» **Document section**
....

Caramel, amaranth, paprika oleoresin and more natural food coloring
FAQs about Natural Colors for Food
What are natural food colors?
Naturally occurring colorants are those that are obtained by physical or chemical extraction from food (such as plants) or other natural materials (minerals). They are in great demand for applications in which artificial colors are not allowed (eg, the meat industry).
Types of natural food colours?
In the world it is possible to obtain hundreds of natural colorants that can add more than color to the food where it is to be applied. Among the most famous are:
1. Spirulina: It is widely used in sports drinks and is made from a blue-green algae. In addition to color, it delivers protein to the food where it will be used.
2. Turmeric: In addition to its anti-inflammatory properties, it provides a spectacular yellow color.
3. Paprika: Provides antioxidants and is used for its red hue.
What is natural caramel color made of?
This natural additive is generally created from corn syrup, using catalysts to produce four kinds of candies that are used depending on the type of industry. In this way it is used for drinks, beers and spirits. This colorant does not affect the flavor profile of the product if used in low concentrations.

....

» **Provided records**
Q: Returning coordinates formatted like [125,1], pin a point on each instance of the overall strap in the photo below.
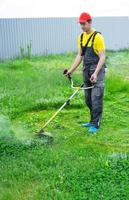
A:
[84,48]
[95,33]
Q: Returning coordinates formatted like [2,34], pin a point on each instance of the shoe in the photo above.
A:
[87,125]
[93,130]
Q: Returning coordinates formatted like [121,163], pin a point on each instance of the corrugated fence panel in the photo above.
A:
[57,35]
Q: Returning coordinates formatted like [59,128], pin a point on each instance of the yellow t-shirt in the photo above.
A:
[99,43]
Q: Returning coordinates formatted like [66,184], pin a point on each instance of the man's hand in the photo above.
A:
[93,78]
[67,72]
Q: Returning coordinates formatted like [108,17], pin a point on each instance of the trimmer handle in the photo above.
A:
[65,72]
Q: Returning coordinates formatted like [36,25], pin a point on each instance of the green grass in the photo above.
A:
[76,166]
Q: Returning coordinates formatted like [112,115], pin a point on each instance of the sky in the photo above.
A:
[62,8]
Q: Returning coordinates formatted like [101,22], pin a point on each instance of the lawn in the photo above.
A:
[76,165]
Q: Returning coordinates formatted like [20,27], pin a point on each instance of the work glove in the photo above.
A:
[66,73]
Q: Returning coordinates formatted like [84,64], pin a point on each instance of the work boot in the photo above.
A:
[93,130]
[87,124]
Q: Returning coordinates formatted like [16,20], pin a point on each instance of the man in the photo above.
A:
[91,50]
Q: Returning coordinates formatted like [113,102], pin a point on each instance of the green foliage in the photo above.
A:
[76,165]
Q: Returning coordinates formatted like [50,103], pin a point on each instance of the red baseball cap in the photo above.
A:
[84,17]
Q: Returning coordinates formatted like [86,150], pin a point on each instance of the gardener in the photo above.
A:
[91,49]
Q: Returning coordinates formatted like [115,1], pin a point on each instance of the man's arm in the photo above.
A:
[76,63]
[101,55]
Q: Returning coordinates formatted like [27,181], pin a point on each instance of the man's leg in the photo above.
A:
[97,99]
[87,93]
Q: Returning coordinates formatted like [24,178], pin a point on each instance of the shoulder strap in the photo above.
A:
[95,33]
[84,48]
[81,39]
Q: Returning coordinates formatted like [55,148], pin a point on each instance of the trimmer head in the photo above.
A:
[43,134]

....

» **Exercise set**
1. Name the colorants that the natural food colors FAQ lists as among the most famous.
2. From the natural food colors FAQ, set down the passage starting at "In the world" and ending at "its red hue.".

» **Answers for the tasks**
1. Spirulina, Turmeric, Paprika

2.
In the world it is possible to obtain hundreds of natural colorants that can add more than color to the food where it is to be applied. Among the most famous are:
1. Spirulina: It is widely used in sports drinks and is made from a blue-green algae. In addition to color, it delivers protein to the food where it will be used.
2. Turmeric: In addition to its anti-inflammatory properties, it provides a spectacular yellow color.
3. Paprika: Provides antioxidants and is used for its red hue.